*Written tasks*.
a - In the excerpt about computer hardware, swap "RAM" for "memory" and write out the passage starting with "And as you will" and going on through "they're hard drives.".
b - Carry on the excerpt about computer hardware from its last sentence.

===== Excerpt provided =====

And as you will have seen from part 1, if you've got more RAM, it really helps because you can pre-compute more stuff and keep it in RAM. Having said that, there's a new kind of hard drive, an NVMe drive on volatile memory. NVMe drives are quite extraordinary. They're not that far away from RAM like speeds, but they're hard drives.

They're persistent. You have to get a special kind of motherboard, but if you can afford it, it's going to be like $400 or $500 to get an NVMe drive. That's going to really allow you to put all of your currently used data on that drive and access it very, very quickly.

So that's my other tip. Question-Doesn't the batch size also depend heavily on the video RAM? Or does- Answer-That's what I was referring to, the 12GB, I'm talking about the RAM that's on the GPU. Question-Does upgrading RAM allow bigger batch sizes? Answer-Upgrading the card, the video card's RAM. You can't upgrade the RAM on the card.

You buy a card that has X amount of RAM, so Titan X has 12, GTX 1080, 8, GTX 980, 4, so that's on the card. Upgrading the amount of RAM that's in your computer doesn't change your batch size, it just changes the amount you can pre-compute unless you use an NVMe drive, in which case RAM is much less important.

You don't have to plug everything in. You can go to Central Computers, which is a San Francisco computer shop, for example, and they'll put it all together for you. There's a fantastic thread on the forums, Brendan, one of the participants in the course has a great Medium post, went there explaining his whole journey to getting something built and set up.

===== Available data =====

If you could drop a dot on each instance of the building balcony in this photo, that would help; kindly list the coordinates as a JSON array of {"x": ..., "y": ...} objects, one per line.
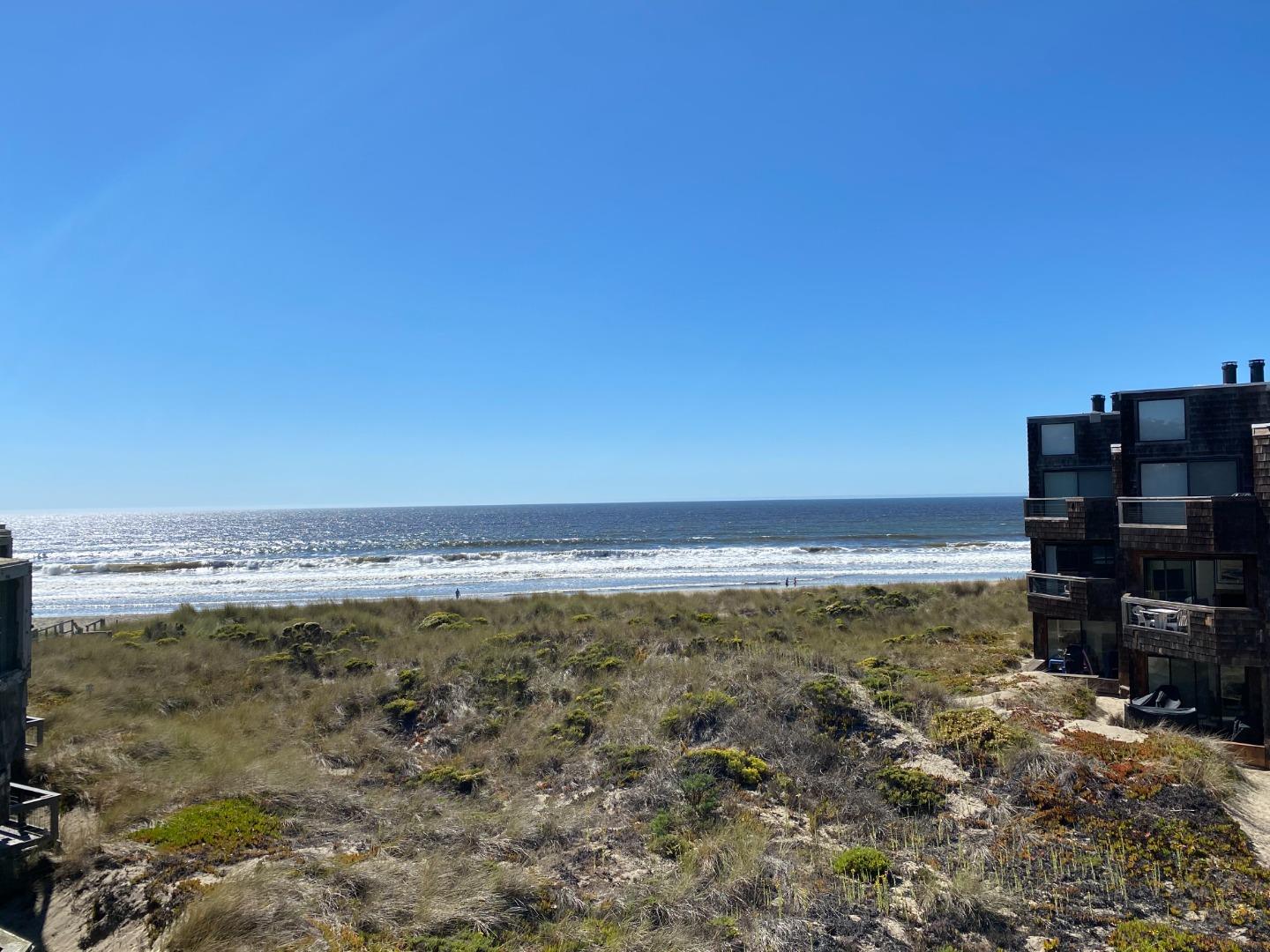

=====

*Answers to the exercises*.
a -
And as you will have seen from part 1, if you've got more memory, it really helps because you can pre-compute more stuff and keep it in memory. Having said that, there's a new kind of hard drive, an NVMe drive on volatile memory. NVMe drives are quite extraordinary. They're not that far away from memory like speeds, but they're hard drives.

b -
So there's lots of stuff there to help you. Alright, it's time to build your box and while you wait for things to install, it's time to start reading papers. So papers are, if you're a philosophy graduate like me, terrifying. They look like Theorem 4.1 and colloquially 4.2 on the left, but that is an extract from the Adam paper, and you all know how to do Adam in Microsoft Excel.

It's amazing how most papers manage to make simple things incredibly complex. And a lot of that is because academics need to show other academics how worthy they are of a conference spot, which means showing off all their fancy math skills. So if you really need a proof of the convergence of your optimizer rather than just running it and see if it works, you can study Theorem 4.1 and Corollary 4.2 and blah blah blah.

In general though, the way philosophy graduates read papers is to read the abstract, find out what problem they're solving, read the introduction to learn more about that problem and how previous people have tackled it, jump to the bit at the end called Experiments to see how well the thing works.

If it works really well, jump back to the bit which has the pseudocode in and try to get that to work. Ideally, hopefully in the meantime, finding that somebody else has written a blog post in simple English like this example with Adam. So don't be disheartened when you start reading big learning papers, and unless you have a math background, believe it or not, you're a PhD in math and they're still terrifying.

Yeah, they still feel disheartened frequently. Rachel was complaining about a paper just today in fact. You will learn to read the papers. The other thing I'll say is that you'll even see now, there will be a bit that's like, and then we use a softmax layer and there will be the equation for a softmax layer.

You'll look at the equation like, what the hell, and then it's like, oh, I already know what a softmax layer is. And then we'll use an LSTM. Literally still in every paper, they write the damn LSTM equations as if that's any help to anybody. But okay, it adds more Greek symbols, so be it.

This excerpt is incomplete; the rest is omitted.